Any choice using an ask on either leg overstates the customer’s proceeds because it uses the wrong dealer side.

  • The option with JPY 4,179,904 uses the ask on USD/JPY, but the customer is selling USD in the second leg.
  • The option with JPY 4,182,675 uses the ask on EUR/USD, but the customer is selling EUR in the first leg.
  • The option with JPY 4,183,760 uses the ask on both legs, treating the customer as buying the base currency twice.

Question 5

An RFED’s spot quote screen shows:

EUR/USD   1.0848 / 1.0850
USD/JPY   154.22 / 154.26
Convention: bid / ask

A retail customer wants to buy EUR against JPY for immediate settlement. Based only on the exhibit, which transaction rate is fully supported for that order?

  • A. 167.37 JPY per EUR
  • B. 167.33 JPY per EUR
  • C. 0.00598 EUR per JPY
  • D. 167.30 JPY per EUR

Best answer: A

Explanation: Because the customer is buying the base currency in EUR/JPY, the RFED uses the cross ask: \(1.0850 \times 154.26 \approx 167.37\).

Buying EUR/JPY means the customer is buying the base currency, so the applicable side is the ask. Using the ask on both component quotes gives the cross ask: \(1.0850 \times 154.26 \approx 167.37\) JPY per EUR.

Tasks and exercises
[a] Using the cross-rate text, say whether each statement agrees with it: (i) the best answer to Question 5 is B; (ii) the option with JPY 4,182,675 uses the ask on EUR/USD; (iii) a customer buying EUR/JPY is buying the base currency. Give yes or no for each, with the deciding words quoted exactly.
[b] Extend the cross-rate text from the point where it stops.
The entries play no part in the cross-rate text.

Extracted entries
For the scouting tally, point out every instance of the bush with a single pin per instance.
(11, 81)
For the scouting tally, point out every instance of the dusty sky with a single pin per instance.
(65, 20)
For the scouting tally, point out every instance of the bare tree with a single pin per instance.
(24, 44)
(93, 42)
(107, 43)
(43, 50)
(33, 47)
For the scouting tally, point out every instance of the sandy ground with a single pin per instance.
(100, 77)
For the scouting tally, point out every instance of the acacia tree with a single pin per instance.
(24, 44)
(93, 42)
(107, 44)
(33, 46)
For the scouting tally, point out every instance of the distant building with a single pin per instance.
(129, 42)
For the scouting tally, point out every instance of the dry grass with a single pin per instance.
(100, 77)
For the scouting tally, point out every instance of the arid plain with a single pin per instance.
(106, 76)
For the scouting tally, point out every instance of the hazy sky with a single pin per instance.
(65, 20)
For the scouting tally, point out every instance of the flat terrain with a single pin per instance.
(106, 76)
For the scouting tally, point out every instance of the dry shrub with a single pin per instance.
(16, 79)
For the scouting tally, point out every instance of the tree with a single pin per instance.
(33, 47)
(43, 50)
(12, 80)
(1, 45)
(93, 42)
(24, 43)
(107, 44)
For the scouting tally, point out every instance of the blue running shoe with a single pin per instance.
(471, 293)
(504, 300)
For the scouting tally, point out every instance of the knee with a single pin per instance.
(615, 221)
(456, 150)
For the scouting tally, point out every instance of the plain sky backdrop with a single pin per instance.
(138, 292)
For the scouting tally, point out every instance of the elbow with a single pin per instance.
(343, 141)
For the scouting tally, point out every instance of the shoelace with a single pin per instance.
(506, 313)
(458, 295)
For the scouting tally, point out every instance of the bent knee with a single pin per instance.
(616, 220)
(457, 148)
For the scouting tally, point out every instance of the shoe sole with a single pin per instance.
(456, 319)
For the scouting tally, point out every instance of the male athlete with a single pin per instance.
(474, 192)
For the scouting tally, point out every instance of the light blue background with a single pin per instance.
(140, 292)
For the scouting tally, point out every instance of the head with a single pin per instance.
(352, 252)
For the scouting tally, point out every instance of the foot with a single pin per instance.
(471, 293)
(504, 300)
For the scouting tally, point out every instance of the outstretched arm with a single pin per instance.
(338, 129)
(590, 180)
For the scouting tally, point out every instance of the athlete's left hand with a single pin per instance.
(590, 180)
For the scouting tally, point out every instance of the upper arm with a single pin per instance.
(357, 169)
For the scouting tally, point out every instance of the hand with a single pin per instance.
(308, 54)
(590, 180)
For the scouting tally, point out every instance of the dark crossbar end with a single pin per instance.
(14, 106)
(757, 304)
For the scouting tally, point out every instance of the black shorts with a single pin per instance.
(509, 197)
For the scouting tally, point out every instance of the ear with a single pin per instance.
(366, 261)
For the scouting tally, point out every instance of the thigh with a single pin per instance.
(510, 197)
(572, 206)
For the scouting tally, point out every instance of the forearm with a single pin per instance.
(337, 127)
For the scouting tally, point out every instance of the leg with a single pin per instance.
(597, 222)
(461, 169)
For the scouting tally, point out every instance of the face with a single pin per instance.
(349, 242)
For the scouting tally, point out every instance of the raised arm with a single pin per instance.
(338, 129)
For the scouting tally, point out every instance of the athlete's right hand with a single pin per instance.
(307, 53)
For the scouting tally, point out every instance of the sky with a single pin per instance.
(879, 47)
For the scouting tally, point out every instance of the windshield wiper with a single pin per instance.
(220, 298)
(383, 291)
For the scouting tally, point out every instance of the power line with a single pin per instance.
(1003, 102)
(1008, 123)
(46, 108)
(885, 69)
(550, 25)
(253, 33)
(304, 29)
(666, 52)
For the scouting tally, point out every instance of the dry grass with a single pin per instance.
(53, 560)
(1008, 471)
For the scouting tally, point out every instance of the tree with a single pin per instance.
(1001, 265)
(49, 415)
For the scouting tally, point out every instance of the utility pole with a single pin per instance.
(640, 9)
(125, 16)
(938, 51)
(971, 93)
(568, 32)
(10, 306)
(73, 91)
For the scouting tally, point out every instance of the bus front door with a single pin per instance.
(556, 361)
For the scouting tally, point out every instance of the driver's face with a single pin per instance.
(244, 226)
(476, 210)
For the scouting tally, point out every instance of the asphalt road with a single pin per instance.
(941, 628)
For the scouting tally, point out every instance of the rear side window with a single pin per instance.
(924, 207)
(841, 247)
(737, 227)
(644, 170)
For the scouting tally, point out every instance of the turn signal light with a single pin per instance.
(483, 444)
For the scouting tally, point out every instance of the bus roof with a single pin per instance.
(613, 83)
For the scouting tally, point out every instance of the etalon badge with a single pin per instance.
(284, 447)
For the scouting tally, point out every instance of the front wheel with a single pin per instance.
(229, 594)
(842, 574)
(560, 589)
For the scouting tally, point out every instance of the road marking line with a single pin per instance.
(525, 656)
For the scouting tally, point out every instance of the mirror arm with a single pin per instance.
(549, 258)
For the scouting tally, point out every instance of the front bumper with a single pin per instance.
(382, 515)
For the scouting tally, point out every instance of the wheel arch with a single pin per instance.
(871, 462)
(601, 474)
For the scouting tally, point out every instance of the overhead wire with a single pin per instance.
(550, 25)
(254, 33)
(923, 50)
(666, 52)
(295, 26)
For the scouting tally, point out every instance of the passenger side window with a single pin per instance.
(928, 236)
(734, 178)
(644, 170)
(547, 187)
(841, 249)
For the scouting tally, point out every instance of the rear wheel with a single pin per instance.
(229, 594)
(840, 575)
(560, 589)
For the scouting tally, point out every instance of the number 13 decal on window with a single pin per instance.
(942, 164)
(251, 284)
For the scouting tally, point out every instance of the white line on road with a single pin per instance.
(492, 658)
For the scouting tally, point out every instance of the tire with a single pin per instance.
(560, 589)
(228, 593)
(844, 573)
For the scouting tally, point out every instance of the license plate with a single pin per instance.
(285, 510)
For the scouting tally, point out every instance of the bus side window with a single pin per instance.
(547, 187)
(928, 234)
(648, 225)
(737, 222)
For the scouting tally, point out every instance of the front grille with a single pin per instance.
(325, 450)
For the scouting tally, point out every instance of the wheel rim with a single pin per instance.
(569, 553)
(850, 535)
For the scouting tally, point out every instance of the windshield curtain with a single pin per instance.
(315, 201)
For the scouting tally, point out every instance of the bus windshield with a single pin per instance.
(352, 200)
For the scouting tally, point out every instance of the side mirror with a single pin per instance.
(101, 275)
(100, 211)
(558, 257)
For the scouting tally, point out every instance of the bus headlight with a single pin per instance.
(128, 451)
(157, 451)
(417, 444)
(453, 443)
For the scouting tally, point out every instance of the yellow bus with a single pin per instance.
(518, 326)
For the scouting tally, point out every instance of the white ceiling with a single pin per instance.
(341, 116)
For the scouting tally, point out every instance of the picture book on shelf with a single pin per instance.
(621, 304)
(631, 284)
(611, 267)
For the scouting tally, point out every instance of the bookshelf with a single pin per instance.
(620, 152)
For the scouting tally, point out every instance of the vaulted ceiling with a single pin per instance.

Written responses
[a]
(i) No: "Best answer: A"
(ii) Yes: "The option with JPY 4,182,675 uses the ask on EUR/USD"
(iii) Yes: "Buying EUR/JPY means the customer is buying the base currency"

[b]
For a derived cross rate, first decide whether the customer is buying or selling the base currency in the final pair. In EUR/JPY, EUR is the base currency. Because the customer wants to buy EUR against JPY, the RFED is effectively selling EUR, so the customer receives the ask side of the derived cross.

\[ \begin{aligned} \text{EUR/JPY ask} &= \text{EUR/USD ask} \times \text{USD/JPY ask} \\ &= 1.0850 \times 154.26 \\ &= 167.3721 \approx 167.37 \end{aligned} \]

So the supported transaction rate is 167.37 JPY per EUR. A bid-side or midpoint result would not match the executable price for a customer buying EUR.

  • Bid-side mix-up: 167.30 comes from the bid cross, which would fit selling EUR, not buying it.
  • Midpoint error: 167.33 reflects averaging rather than using the executable ask side.
  • Wrong quote direction: 0.00598 inverts the pair to EUR per JPY, but the order requires JPY per EUR.

Question 6

An RFED customer has three open positions in GBP/USD: long 250,000, short 100,000, and short 70,000. The firm’s risk dashboard is supposed to net opposite positions in the same currency pair before showing remaining exposure, and the customer has not elected separate ticket reporting. A supervisor sees the dashboard displaying gross exposure of 420,000. What is the single best response?

  • A. Escalate it; remaining exposure is net short 80,000 GBP/USD.
  • B. Escalate it; remaining exposure is net long 80,000 GBP/USD.
  • C. Approve it; retail forex positions in the same pair cannot be netted.
  • D. Approve it; exposure should stay at gross 420,000 GBP/USD.

Best answer: B

Explanation: Netting the same-pair positions leaves 250,000 long minus 170,000 short, so the dashboard should show a net long 80,000, not gross 420,000.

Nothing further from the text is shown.